▸ TASK INPUTS
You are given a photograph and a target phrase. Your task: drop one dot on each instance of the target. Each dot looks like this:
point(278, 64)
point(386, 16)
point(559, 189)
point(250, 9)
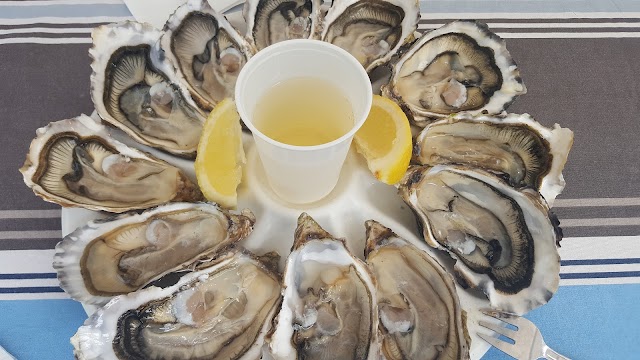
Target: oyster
point(461, 66)
point(419, 309)
point(328, 308)
point(207, 51)
point(504, 239)
point(135, 88)
point(272, 21)
point(75, 162)
point(371, 30)
point(221, 312)
point(526, 153)
point(120, 255)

▸ DO THIS
Write out every line of the records above again, request lines included, but multiply each point coordinate in the answers by 0.7 and round to a whole number, with halves going up. Leave the sample points inside the request unchanged, and omit the pictures.

▸ ANSWER TO THIS TASK
You are given a photograph and a target phrase. Your task: drop one dot on each instance of the target. Each dot looks like this:
point(278, 64)
point(386, 16)
point(559, 189)
point(250, 9)
Target: oyster
point(323, 46)
point(293, 216)
point(230, 216)
point(145, 36)
point(353, 167)
point(95, 62)
point(190, 15)
point(53, 113)
point(260, 21)
point(155, 218)
point(368, 107)
point(84, 179)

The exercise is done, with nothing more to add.